Restate the listing below line for line and word for word, without the pictures.

● DATASET EXTRACT:
◆ ◆ ◆ ◆ ◆

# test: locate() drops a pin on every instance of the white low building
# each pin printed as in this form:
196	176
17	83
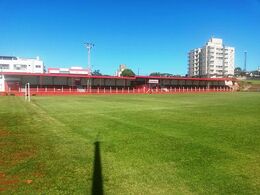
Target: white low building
19	65
16	64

◆ ◆ ◆ ◆ ◆

● EXERCISE RESPONSE:
# test: locate() drops a pin on every instance of the white low building
# each pin printed as in this form:
196	176
17	83
Target: white low building
19	65
16	64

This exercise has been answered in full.